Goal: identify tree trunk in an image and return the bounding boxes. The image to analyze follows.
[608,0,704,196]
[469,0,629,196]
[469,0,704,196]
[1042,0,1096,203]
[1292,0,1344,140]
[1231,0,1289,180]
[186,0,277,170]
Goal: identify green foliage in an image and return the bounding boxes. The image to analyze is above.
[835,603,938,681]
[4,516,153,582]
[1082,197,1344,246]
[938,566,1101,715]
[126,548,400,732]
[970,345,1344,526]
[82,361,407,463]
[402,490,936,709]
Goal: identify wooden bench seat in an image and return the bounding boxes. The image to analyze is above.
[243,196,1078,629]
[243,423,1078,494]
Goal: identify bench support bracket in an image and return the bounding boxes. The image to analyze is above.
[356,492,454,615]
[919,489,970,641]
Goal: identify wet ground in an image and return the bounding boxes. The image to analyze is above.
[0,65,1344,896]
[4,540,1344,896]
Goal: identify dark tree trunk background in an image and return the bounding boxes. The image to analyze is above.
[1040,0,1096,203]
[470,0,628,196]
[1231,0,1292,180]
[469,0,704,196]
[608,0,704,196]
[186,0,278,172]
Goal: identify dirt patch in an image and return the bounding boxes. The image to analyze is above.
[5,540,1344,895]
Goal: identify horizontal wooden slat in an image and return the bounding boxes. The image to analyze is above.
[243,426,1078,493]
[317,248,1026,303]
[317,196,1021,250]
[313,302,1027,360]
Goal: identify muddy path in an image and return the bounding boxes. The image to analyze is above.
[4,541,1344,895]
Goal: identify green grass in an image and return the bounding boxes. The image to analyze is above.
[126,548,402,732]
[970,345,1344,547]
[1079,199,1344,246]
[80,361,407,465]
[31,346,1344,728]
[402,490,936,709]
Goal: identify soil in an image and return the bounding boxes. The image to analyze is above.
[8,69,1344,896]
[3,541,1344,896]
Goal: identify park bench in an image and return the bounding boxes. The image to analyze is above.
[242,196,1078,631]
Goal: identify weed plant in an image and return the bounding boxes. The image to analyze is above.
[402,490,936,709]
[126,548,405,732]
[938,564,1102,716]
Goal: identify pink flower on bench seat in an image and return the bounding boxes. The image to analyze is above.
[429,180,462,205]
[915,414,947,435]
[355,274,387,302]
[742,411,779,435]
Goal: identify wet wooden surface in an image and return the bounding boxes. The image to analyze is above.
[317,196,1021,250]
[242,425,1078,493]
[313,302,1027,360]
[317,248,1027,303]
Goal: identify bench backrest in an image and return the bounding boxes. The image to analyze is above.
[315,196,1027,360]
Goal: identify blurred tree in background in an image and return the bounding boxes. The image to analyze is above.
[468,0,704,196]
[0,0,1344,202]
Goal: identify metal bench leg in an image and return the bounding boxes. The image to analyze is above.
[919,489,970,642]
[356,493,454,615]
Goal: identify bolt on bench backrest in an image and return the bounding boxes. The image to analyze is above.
-------------------------
DIRECTIONS FOR THIS TASK
Reproduce the records starting at the line that contains "Goal: identify wet ground" and ending at the line that contains "[4,540,1344,896]", requests included, with every bounding-box coordinate multiplied by 1.2 and rounded to a whole number, halves rounded up. Leave the request lines unchanged, and output only these lines.

FULL SOLUTION
Goal: identify wet ground in an image and return the bounding boxes. The image to analyze is above.
[0,78,1613,1075]
[5,648,1613,1075]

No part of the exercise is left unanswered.